* _Brief_:
Extract each line of the listing that contains the string "fence", treating uppercase and lowercase letters as different.

* _Exercise input_:
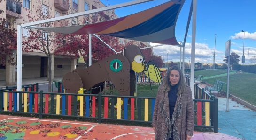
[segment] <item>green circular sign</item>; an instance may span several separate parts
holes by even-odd
[[[117,63],[118,64],[117,69],[114,68],[115,66],[114,65],[114,64],[115,63]],[[119,59],[114,59],[110,62],[109,67],[110,68],[110,70],[113,72],[119,72],[123,68],[123,63]]]

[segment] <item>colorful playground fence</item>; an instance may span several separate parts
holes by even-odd
[[[9,92],[8,92],[9,94],[5,93],[6,96],[2,99],[2,103],[1,105],[2,106],[6,105],[4,105],[5,109],[8,108],[10,111],[11,111],[12,106],[15,106],[14,108],[14,111],[15,112],[16,112],[19,108],[21,108],[22,105],[24,104],[25,100],[27,100],[28,103],[34,102],[34,95],[30,94],[29,96],[28,96],[27,94],[22,94],[21,96],[19,96],[19,94],[14,94],[14,92],[16,90],[16,86],[6,86],[5,88],[0,89],[0,91],[8,91]],[[38,91],[38,83],[23,85],[22,86],[22,91],[29,92]],[[0,96],[1,95],[0,95]],[[35,95],[35,96],[37,96],[37,95]],[[5,104],[5,105],[3,104],[4,102]],[[20,104],[19,104],[19,103],[20,103]],[[18,106],[17,106],[17,104],[18,104]],[[10,107],[10,106],[12,107]]]
[[[186,83],[190,86],[190,77],[186,76],[185,78]],[[217,132],[218,99],[206,92],[198,84],[194,83],[194,86],[193,101],[195,102],[197,106],[195,114],[196,115],[195,115],[196,116],[195,117],[197,118],[197,125],[195,125],[195,126],[212,128],[214,128],[214,132]],[[205,126],[202,126],[203,119],[205,122]]]
[[[99,123],[104,120],[152,122],[155,98],[101,93],[65,93],[61,85],[58,91],[62,93],[31,91],[29,89],[24,91],[0,91],[0,112],[36,114],[40,118],[47,116],[74,117],[94,119]],[[78,92],[83,93],[83,91],[81,88]],[[23,97],[18,103],[16,98],[12,98],[18,94]],[[194,126],[213,128],[214,132],[217,132],[217,99],[195,98],[193,101],[196,105]],[[213,107],[210,107],[211,105]]]

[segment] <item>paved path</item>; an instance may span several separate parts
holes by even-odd
[[[236,73],[236,71],[230,72],[229,72],[229,75],[233,74],[235,74],[235,73]],[[223,73],[223,74],[217,75],[215,75],[215,76],[211,76],[211,77],[204,77],[203,79],[206,80],[206,79],[211,79],[211,78],[213,78],[220,77],[222,77],[222,76],[226,76],[227,74],[227,73]]]
[[[0,115],[0,123],[2,125],[0,128],[3,130],[5,128],[11,128],[7,130],[7,132],[3,133],[4,135],[0,137],[0,140],[23,138],[50,140],[63,139],[64,137],[68,140],[155,140],[155,133],[152,127],[44,119],[39,119],[4,115]],[[47,126],[54,127],[49,128]],[[82,130],[75,129],[78,127],[82,128]],[[13,133],[15,130],[20,131]],[[81,135],[79,136],[78,133]],[[220,133],[194,132],[191,140],[240,139]]]
[[[205,84],[199,86],[204,88]],[[229,111],[226,112],[226,98],[218,99],[218,131],[242,140],[256,140],[256,112],[240,103],[229,100]]]
[[[226,98],[217,98],[219,132],[243,140],[256,140],[256,112],[230,99],[226,112]]]

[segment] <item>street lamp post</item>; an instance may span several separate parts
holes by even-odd
[[[201,56],[201,63],[202,64],[202,56]]]
[[[168,63],[168,53],[167,52],[167,63]]]
[[[213,56],[213,69],[215,69],[215,48],[216,47],[216,35],[215,34],[215,43],[214,43],[214,54]]]
[[[244,31],[243,30],[241,30],[241,31],[242,32],[243,32],[244,33],[244,47],[243,47],[243,56],[242,56],[242,63],[243,63],[243,66],[244,65]]]
[[[249,49],[250,49],[250,48],[248,48],[248,62],[247,62],[248,65],[249,65]]]

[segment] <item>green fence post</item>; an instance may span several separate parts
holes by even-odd
[[[3,110],[3,91],[0,91],[0,112]]]
[[[98,123],[101,123],[101,93],[99,93],[98,98]]]
[[[36,83],[36,91],[38,92],[38,83]]]
[[[210,100],[214,100],[215,98],[215,96],[212,95],[210,97]],[[210,102],[210,119],[211,120],[211,126],[214,125],[213,121],[212,121],[214,118],[214,103]]]
[[[60,93],[61,92],[61,90],[60,90],[60,82],[58,82],[57,83],[58,83],[58,93]]]
[[[196,97],[197,97],[197,94],[198,94],[199,88],[199,86],[198,86],[198,84],[196,84],[196,86],[195,86],[195,92],[194,93],[194,97],[195,97],[195,98],[196,98]]]
[[[52,82],[52,92],[54,92],[54,82],[55,82],[54,81],[54,80],[53,80]]]
[[[218,98],[214,98],[214,117],[213,118],[214,126],[213,132],[218,132]]]
[[[43,115],[42,114],[43,114],[43,102],[44,102],[44,94],[43,94],[43,91],[40,91],[40,103],[39,103],[39,118],[42,119],[43,118]]]

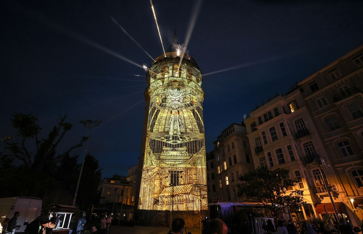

* _Exercise solution_:
[segment] <item>colorful playground fence</item>; an instance may span several separate parts
[segment] <item>green fence post</item>; an instance may span several separate parts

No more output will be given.